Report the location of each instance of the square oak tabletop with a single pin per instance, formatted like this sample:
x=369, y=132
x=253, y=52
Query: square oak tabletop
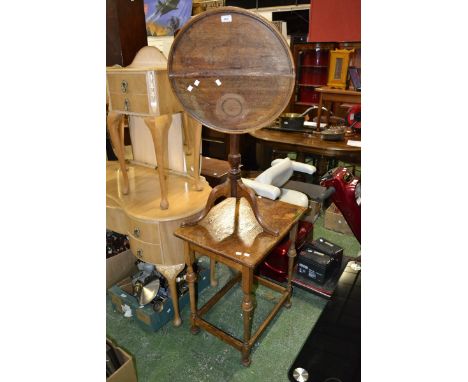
x=231, y=230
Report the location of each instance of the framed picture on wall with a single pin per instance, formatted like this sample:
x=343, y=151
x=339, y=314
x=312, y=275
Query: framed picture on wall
x=355, y=77
x=164, y=17
x=338, y=70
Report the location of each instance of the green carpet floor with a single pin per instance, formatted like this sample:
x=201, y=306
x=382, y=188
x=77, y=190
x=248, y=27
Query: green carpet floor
x=174, y=354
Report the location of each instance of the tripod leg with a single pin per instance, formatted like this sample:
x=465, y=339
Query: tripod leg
x=220, y=190
x=249, y=195
x=114, y=121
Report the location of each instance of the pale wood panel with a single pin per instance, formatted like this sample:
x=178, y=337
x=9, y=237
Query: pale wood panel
x=143, y=202
x=137, y=103
x=145, y=231
x=116, y=219
x=168, y=103
x=150, y=253
x=136, y=82
x=172, y=246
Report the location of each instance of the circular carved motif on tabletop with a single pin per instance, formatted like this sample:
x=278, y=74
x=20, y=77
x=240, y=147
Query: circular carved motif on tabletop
x=231, y=70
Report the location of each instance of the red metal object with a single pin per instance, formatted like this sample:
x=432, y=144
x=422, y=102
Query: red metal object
x=354, y=117
x=347, y=196
x=275, y=265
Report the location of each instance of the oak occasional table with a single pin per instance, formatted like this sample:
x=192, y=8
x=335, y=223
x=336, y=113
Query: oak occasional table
x=270, y=139
x=230, y=234
x=331, y=95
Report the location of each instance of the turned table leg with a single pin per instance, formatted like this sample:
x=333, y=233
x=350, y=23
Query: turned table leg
x=319, y=112
x=247, y=312
x=291, y=255
x=192, y=130
x=213, y=281
x=191, y=279
x=170, y=272
x=159, y=128
x=115, y=126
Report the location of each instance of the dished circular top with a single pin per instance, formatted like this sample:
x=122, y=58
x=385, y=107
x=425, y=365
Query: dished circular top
x=231, y=70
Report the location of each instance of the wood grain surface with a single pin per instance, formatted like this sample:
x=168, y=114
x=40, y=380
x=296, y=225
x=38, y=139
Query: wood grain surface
x=231, y=230
x=231, y=70
x=143, y=202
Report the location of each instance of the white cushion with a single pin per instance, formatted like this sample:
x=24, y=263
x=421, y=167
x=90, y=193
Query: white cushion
x=278, y=174
x=297, y=166
x=265, y=190
x=294, y=197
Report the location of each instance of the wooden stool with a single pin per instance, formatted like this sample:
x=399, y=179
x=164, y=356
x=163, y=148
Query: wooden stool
x=230, y=234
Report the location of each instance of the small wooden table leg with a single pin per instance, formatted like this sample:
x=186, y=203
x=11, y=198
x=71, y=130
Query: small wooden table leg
x=191, y=279
x=170, y=272
x=328, y=114
x=213, y=281
x=319, y=112
x=247, y=312
x=114, y=124
x=159, y=128
x=291, y=255
x=197, y=127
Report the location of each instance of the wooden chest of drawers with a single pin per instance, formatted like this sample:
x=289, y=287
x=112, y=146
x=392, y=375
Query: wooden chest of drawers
x=141, y=92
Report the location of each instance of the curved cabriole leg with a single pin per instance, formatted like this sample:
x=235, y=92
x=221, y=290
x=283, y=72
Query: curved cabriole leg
x=159, y=128
x=170, y=272
x=217, y=192
x=187, y=133
x=115, y=126
x=249, y=195
x=291, y=255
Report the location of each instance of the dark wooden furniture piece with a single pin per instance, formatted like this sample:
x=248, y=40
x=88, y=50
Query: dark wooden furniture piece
x=311, y=61
x=125, y=31
x=230, y=234
x=233, y=72
x=328, y=96
x=214, y=170
x=304, y=143
x=332, y=352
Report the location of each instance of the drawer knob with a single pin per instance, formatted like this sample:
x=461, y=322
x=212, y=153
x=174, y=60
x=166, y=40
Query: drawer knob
x=124, y=86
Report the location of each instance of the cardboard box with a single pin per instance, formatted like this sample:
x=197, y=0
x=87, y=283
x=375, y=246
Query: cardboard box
x=149, y=320
x=335, y=221
x=119, y=266
x=126, y=372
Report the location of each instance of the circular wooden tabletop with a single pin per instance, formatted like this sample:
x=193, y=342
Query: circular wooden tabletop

------------------------------

▶ Instructions for the task
Your answer must be the records above, word for word, with no pictures.

▶ Exercise output
Report the location of each instance of the square oak tabletop with a single pin per instance, formatted like this sample:
x=369, y=132
x=253, y=52
Query: square oak tabletop
x=231, y=230
Report the location of each instance of the framed picture on wall with a single pin per instance, formatted like this sample:
x=343, y=151
x=339, y=314
x=312, y=275
Query: framed picture on wall
x=355, y=77
x=164, y=17
x=338, y=70
Report the location of each instance of the green carpet floor with a single pin per instance, formatted like this sample:
x=201, y=306
x=382, y=188
x=77, y=190
x=248, y=27
Query: green carpet floor
x=174, y=354
Report the location of each instance of the tripod leg with a single pin per instance, formatted like this sample:
x=465, y=339
Query: tripod leg
x=220, y=190
x=249, y=195
x=114, y=121
Report the location of each instance of the pale wood panel with a single pin per instance, formatted like this sample:
x=178, y=337
x=9, y=237
Query: pale wood panel
x=143, y=202
x=137, y=103
x=145, y=231
x=116, y=219
x=168, y=103
x=150, y=253
x=136, y=82
x=172, y=246
Report the location of each instance of the circular carved motif on tabletop with a single pin per instance, formatted like this sample:
x=278, y=74
x=20, y=77
x=240, y=147
Query: circular carved motif on tabletop
x=231, y=70
Report the location of each instance of the red metal object with a single pin per instance, formatted like this sample:
x=432, y=144
x=422, y=102
Query: red metal object
x=354, y=117
x=347, y=196
x=275, y=265
Report the location of each instance of the oak occasional table with a single pin per instance, formatted like this sample:
x=192, y=8
x=335, y=223
x=336, y=113
Query: oak occasional table
x=270, y=139
x=230, y=234
x=331, y=95
Report the location of each instance of the turned table leg with a single pin per instance, formatted like this sample:
x=333, y=233
x=350, y=23
Query: turned table leg
x=319, y=112
x=247, y=312
x=291, y=255
x=192, y=130
x=213, y=281
x=191, y=279
x=170, y=272
x=159, y=128
x=115, y=126
Report the location of each instance of the dished circular top with a single pin per instance, formatted like this sample:
x=122, y=58
x=385, y=107
x=425, y=365
Query: dished circular top
x=231, y=70
Report the location of each instance of the wood grain surface with a single pin per instance, formatted like this sample:
x=168, y=114
x=40, y=380
x=296, y=225
x=38, y=139
Query: wood grain surface
x=231, y=230
x=231, y=70
x=143, y=202
Report the location of each instance of the white cushion with a single pin per instance, formatted like this sample:
x=24, y=263
x=421, y=167
x=90, y=193
Query: white cushion
x=278, y=174
x=297, y=166
x=265, y=190
x=294, y=197
Report the location of each instance of the wooden stool with a single pin per instance, formatted like this sample:
x=399, y=179
x=164, y=356
x=163, y=148
Query: wooden stool
x=230, y=234
Report the location of each instance of the small wooden table leg with a single pin per instance, formatted like this sample:
x=186, y=203
x=11, y=198
x=71, y=130
Query: small wooden table leg
x=191, y=279
x=170, y=272
x=328, y=114
x=213, y=281
x=319, y=112
x=247, y=312
x=114, y=124
x=159, y=128
x=291, y=255
x=197, y=127
Report the location of each instance of the wooden chest of drawers with a single pin per instance, formatted like this sample:
x=289, y=287
x=112, y=146
x=392, y=375
Query: wooden chest of drawers
x=141, y=92
Report the location of each instance of the curved cabriole leg with a single pin per instance, formatted like this sample:
x=235, y=92
x=221, y=290
x=283, y=72
Query: curved cabriole leg
x=159, y=128
x=170, y=272
x=217, y=192
x=187, y=133
x=115, y=126
x=249, y=195
x=291, y=255
Report the location of each instance of the dark wooden furniture piece with a single pin per instance, formatted like this sample:
x=248, y=40
x=88, y=50
Query: dark wooden furniture piece
x=311, y=61
x=125, y=31
x=230, y=234
x=233, y=72
x=328, y=96
x=214, y=170
x=304, y=143
x=332, y=352
Report the location of each instance of the drawer knob with a single pin per instance, formatted like this sample:
x=461, y=322
x=212, y=153
x=174, y=60
x=166, y=40
Query: drawer knob
x=124, y=86
Report the location of each instance of the cardboard box with a single pin per instance, formatted like this sample:
x=197, y=0
x=87, y=283
x=375, y=246
Query: cardboard box
x=149, y=320
x=335, y=221
x=119, y=266
x=126, y=372
Report the location of each instance of the circular wooden tabletop with a single pin per instance, formatted like this sample:
x=193, y=342
Query: circular wooden tabletop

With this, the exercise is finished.